Stated problem =
Set down the following material word for word, every line from first to last, with nothing changed or left out.

Raw records =
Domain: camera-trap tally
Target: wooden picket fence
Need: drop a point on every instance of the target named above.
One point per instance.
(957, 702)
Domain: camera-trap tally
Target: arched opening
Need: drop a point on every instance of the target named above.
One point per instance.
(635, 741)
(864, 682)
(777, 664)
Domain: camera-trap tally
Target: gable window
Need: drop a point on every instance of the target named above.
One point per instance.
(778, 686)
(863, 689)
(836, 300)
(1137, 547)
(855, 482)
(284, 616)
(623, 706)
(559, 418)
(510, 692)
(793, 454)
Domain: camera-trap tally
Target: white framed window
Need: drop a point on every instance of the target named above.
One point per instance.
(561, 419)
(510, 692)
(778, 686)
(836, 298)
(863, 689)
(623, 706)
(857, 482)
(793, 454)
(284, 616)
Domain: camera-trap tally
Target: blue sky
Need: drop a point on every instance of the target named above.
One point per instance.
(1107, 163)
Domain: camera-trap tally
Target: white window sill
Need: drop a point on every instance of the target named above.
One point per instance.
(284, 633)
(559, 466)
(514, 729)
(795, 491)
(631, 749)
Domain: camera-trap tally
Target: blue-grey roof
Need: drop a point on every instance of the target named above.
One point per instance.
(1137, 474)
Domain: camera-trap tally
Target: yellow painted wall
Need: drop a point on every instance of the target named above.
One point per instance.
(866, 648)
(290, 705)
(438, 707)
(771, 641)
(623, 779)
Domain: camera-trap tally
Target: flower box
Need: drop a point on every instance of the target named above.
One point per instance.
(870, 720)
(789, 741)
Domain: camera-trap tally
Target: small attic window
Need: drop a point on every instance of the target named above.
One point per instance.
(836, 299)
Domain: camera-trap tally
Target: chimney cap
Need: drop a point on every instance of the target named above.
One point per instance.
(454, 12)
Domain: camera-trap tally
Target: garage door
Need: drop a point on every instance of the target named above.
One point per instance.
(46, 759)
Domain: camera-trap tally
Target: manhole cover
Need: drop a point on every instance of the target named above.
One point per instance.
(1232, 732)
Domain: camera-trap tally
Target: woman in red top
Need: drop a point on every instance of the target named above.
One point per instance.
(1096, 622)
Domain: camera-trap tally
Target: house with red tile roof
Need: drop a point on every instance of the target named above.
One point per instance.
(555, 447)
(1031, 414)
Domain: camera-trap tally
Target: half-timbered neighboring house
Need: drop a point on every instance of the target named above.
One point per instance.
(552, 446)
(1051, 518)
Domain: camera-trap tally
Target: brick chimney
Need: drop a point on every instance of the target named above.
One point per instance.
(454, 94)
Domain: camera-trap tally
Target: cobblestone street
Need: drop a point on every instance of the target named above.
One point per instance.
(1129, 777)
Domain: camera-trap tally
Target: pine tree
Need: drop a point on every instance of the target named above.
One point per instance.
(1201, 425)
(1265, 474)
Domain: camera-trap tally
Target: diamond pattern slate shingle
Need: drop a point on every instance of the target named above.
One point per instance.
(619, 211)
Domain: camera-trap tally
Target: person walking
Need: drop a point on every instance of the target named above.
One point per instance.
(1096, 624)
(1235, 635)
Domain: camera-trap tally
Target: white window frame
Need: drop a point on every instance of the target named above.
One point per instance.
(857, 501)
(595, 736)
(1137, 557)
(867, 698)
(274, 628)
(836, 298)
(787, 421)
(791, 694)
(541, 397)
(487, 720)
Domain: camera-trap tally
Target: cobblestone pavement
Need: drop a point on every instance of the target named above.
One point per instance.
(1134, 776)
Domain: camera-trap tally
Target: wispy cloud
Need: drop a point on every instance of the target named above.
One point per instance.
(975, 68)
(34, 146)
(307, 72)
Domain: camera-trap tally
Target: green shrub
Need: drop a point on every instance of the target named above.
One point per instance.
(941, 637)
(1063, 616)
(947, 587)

In response =
Domain: camera-trap tally
Target: wooden picket fence
Need: drop a point on every instance of the target named above.
One point per instance.
(957, 702)
Domain: camera-trap tally
Target: arched opening
Need: drop a point on every instance of the target named above.
One point per instance.
(635, 741)
(864, 682)
(777, 664)
Domain: camera-trap tally
Target: gable window
Need: drop a point on every instance of the target named above.
One point per instance.
(778, 686)
(863, 689)
(836, 300)
(1137, 547)
(855, 482)
(284, 616)
(623, 706)
(559, 418)
(510, 692)
(793, 454)
Domain: camera-trap tally
Target: white framed window
Need: drop a point on every instance of the target named above.
One point per instance.
(561, 419)
(510, 692)
(778, 686)
(836, 298)
(863, 689)
(623, 706)
(857, 482)
(793, 454)
(284, 616)
Domain: camera-trap tally
Target: blue sky
Need: drop a point on every instance of the target named above.
One point per instance.
(1107, 163)
Domain: camera-trap tally
Target: white window sill
Need: drop a point on every instance of the target named above.
One point per instance.
(284, 633)
(559, 466)
(514, 729)
(795, 491)
(631, 749)
Domain: camera-trap tally
Target: blue-grey roof
Need: drop a point on every instance of the target named above.
One point per instance.
(1137, 474)
Domain: camera-trap tally
Target: yellow painted wall
Need: drop a point on every instance of the target named above.
One point per instance.
(866, 648)
(290, 705)
(438, 707)
(771, 641)
(623, 779)
Domain: camera-trap tally
Target: flower box
Need: drop a point on every instance of the target named above.
One point per instance.
(870, 720)
(789, 741)
Domain: camera-trap tally
Target: small attic window
Need: drop a point on every instance of the target named above.
One point per instance.
(836, 299)
Domain: camera-trap tally
Target: chimney cap
Need: drop a point on every instance of the target named above.
One point per instance.
(454, 12)
Domain: camera-trap tally
Target: garage door
Need: drop a point on every instance of the target named above.
One point per instance.
(46, 759)
Domain: camera-trap tally
Target: manhole cover
Need: drop a point on every instance of the target named above.
One point per instance.
(1232, 732)
Domain: camera-trap tally
Target: woman in red top
Need: drop a point on every instance of the target named above.
One point per instance.
(1096, 622)
Domain: camera-trap tally
Target: house with red tile roof
Need: drop a point on every instance of the target named above.
One point per instance.
(555, 447)
(1031, 414)
Domain: camera-trap tally
Target: half-timbered neighboring house
Need: drop a point on every instance of the target named above.
One point per instance.
(552, 446)
(1051, 518)
Domain: camera-trap tally
Target: brick chimney
Need: drop a point on every instance of the target named above.
One point per instance.
(454, 94)
Domain: camera-trap tally
Target: cobblestone street
Need: drop a point on every instance of the target named above.
One point per instance.
(1129, 777)
Domain: camera-trap tally
Target: pine tree
Need: drop a point on every instance of the target named above.
One point per instance.
(1201, 425)
(1265, 474)
Domain: camera-trap tally
Target: diamond pattern slate shingle
Need: drop a point on every instance of the target named above.
One point per instance.
(619, 211)
Domain: camera-trap tally
Target: person walking
Need: drop a point on every instance of the target named above.
One point per instance.
(1096, 624)
(1235, 635)
Domain: camera-trap tally
Target: white window frame
Need: drop a point on every instance of the target named above.
One point per instance.
(857, 501)
(595, 736)
(1137, 557)
(867, 698)
(274, 628)
(836, 298)
(787, 421)
(791, 694)
(541, 397)
(487, 720)
Domain: camera-trap tally
Target: cobblestone pavement
Need: drop a point on every instance of the target named above.
One point per instance.
(1134, 776)
Domain: camera-trap tally
Target: wispy cloud
Need: drop a point on every instance of the target named above.
One point per instance.
(975, 68)
(34, 146)
(307, 72)
Domain: camera-trap tally
Target: green shrub
Need: drop a point on every instance of the target named above.
One point per instance.
(941, 637)
(1063, 616)
(947, 587)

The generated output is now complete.